Extract to read
<<<<

Though the decision upheld the Bush administration's enforcement of the Controlled Substances Act, the ruling had very little to do with sick patients. Yet it was sick patients using marijuana medicinally who brought the case to the Supreme Court. And that issue is left largely unfinished.

The case was brought by two women who relied on marijuana to ease pain and stimulate appetite. They were allowed medicinal use under California's Compassionate Use Act of 1996. In 2002, sheriff's deputies and federal agents came to the home of Diane Monson, one of two women who filed suit.

The local law enforcement agency found her use to be entirely lawful. But the Drug Enforcement Administration seized and then destroyed all her marijuana plants.

Both women were under the care of doctors at the time. And both found relief in the use of marijuana.

In enforcing the act, the DEA attacked state laws and asserted its authority. But it also denied individuals suffering from the pain and wasting of such illneses as cancer, AIDS and muscular dystrophy the ability to relieve symptoms.

>>>>

[Referring expression pointing data]
<<<<

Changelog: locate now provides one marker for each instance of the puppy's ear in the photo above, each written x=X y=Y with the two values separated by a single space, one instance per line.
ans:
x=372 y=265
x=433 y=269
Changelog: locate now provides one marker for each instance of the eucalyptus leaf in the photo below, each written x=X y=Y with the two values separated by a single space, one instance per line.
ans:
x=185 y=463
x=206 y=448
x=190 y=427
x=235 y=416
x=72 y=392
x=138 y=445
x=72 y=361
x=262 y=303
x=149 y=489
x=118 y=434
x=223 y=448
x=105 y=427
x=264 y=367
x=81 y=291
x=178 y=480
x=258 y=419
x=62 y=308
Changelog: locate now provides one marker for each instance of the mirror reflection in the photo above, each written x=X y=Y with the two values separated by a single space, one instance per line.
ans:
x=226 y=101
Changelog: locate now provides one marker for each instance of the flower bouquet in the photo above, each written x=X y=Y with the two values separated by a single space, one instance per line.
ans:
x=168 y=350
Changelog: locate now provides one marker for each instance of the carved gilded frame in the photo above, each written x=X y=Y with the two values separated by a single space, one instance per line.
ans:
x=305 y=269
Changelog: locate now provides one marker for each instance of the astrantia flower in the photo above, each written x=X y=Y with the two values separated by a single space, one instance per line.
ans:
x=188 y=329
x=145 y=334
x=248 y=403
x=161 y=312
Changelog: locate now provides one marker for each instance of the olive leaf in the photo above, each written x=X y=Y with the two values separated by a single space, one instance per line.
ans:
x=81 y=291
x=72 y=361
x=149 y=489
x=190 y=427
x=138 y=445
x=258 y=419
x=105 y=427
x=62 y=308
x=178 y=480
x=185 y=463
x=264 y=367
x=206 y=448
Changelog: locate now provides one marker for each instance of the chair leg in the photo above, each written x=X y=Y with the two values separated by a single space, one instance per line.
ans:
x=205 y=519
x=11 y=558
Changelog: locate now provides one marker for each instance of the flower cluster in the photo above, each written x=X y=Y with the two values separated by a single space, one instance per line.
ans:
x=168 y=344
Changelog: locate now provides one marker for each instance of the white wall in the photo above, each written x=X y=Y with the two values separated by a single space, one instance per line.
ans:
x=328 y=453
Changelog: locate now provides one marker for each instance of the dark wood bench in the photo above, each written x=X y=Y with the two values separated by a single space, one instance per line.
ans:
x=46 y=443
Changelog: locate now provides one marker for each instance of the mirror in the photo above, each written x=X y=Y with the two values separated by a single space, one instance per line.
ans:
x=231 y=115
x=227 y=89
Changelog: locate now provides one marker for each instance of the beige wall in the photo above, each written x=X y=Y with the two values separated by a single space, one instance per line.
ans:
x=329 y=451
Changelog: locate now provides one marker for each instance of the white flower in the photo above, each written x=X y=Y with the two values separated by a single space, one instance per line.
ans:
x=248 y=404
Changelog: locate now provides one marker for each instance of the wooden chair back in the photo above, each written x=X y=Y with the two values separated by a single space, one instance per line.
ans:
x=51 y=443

>>>>

What you have to do
According to the passage on the medical marijuana case, under what state law were the two women allowed medicinal use? The records come from a different source than the text.

Solution to this problem
California's Compassionate Use Act of 1996.